# What is expected:
Could you print the lines below verbatim, leaving out the pictures?

# Listing:

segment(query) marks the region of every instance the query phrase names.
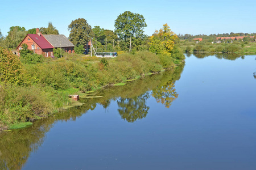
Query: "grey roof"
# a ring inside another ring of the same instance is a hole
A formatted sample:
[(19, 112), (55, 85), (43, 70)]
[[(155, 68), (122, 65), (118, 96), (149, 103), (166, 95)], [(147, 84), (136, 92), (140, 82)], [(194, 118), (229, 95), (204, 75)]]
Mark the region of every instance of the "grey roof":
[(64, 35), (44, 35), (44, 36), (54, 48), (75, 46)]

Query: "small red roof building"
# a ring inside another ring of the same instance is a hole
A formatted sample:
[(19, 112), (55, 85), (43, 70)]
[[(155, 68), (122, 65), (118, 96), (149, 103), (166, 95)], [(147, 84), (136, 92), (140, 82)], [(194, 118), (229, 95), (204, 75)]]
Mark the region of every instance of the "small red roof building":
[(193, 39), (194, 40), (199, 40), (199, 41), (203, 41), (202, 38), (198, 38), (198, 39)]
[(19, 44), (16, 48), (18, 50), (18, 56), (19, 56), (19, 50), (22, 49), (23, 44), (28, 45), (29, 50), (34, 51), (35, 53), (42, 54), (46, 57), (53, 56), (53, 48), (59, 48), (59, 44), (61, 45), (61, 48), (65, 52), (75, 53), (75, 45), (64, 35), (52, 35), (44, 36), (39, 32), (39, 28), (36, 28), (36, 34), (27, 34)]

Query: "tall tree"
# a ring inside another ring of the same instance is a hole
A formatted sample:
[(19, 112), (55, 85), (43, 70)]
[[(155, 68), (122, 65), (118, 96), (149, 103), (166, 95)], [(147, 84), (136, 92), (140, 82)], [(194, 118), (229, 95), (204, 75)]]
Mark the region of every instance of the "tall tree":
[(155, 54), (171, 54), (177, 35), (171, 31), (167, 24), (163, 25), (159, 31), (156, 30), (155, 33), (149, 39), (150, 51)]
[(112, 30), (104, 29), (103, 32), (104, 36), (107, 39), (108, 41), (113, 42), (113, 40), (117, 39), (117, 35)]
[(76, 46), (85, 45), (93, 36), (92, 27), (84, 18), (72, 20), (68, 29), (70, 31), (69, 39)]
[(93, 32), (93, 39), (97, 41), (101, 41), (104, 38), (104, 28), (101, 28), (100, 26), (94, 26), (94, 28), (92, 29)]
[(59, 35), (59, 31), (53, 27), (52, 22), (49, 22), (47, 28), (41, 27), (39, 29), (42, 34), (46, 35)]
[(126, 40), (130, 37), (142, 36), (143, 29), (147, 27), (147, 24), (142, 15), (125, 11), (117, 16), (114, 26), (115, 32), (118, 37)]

# Exercise output:
segment(query) marks the region of every instance the query phrase names.
Query: "grey roof"
# a ring inside another ring of the same instance is a hole
A formatted sample:
[(19, 112), (55, 85), (43, 70)]
[[(155, 68), (122, 65), (118, 96), (149, 103), (166, 95)], [(147, 84), (136, 92), (140, 82)], [(194, 118), (229, 95), (204, 75)]]
Mark the region of every instance of the "grey roof":
[(64, 35), (44, 35), (44, 36), (54, 48), (75, 46)]

Query: "small red roof building"
# a ring inside another ring of the same instance is a hole
A formatted sample:
[(19, 112), (55, 85), (43, 70)]
[[(155, 68), (122, 65), (118, 96), (149, 103), (166, 95)], [(147, 84), (136, 92), (140, 82)], [(194, 118), (229, 95), (204, 75)]]
Mark the region of every instance of the "small red roof building":
[(193, 39), (194, 40), (199, 40), (199, 41), (203, 41), (202, 38), (198, 38), (198, 39)]
[(19, 44), (16, 48), (18, 50), (18, 56), (19, 56), (19, 50), (22, 49), (23, 44), (28, 45), (29, 50), (34, 51), (35, 53), (42, 54), (46, 57), (53, 56), (53, 48), (59, 48), (59, 44), (61, 45), (61, 48), (65, 52), (75, 53), (75, 45), (64, 35), (52, 35), (44, 36), (39, 32), (39, 28), (36, 28), (36, 34), (27, 34)]

Query: "tall tree"
# a ring inside another ring of the same instance is a hole
A formatted sample:
[(19, 112), (55, 85), (43, 70)]
[[(155, 68), (122, 65), (118, 96), (149, 103), (166, 95)], [(147, 84), (136, 92), (140, 82)], [(194, 118), (229, 95), (204, 75)]]
Mark the region of every instance of the "tall tree":
[(155, 54), (171, 54), (177, 35), (171, 31), (167, 24), (163, 25), (159, 31), (156, 30), (155, 33), (149, 39), (150, 51)]
[(112, 30), (104, 29), (103, 32), (104, 36), (107, 39), (108, 41), (113, 42), (113, 40), (117, 39), (117, 35)]
[(76, 46), (85, 45), (93, 36), (92, 27), (84, 18), (72, 20), (68, 29), (70, 31), (69, 39)]
[(93, 32), (93, 39), (97, 41), (101, 41), (104, 38), (104, 28), (101, 28), (100, 26), (94, 26), (94, 28), (92, 29)]
[(59, 35), (59, 31), (53, 27), (52, 22), (49, 22), (47, 28), (41, 27), (39, 29), (42, 34), (46, 35)]
[(126, 40), (130, 37), (142, 36), (143, 29), (147, 27), (147, 24), (142, 15), (125, 11), (117, 16), (114, 26), (115, 32), (118, 37)]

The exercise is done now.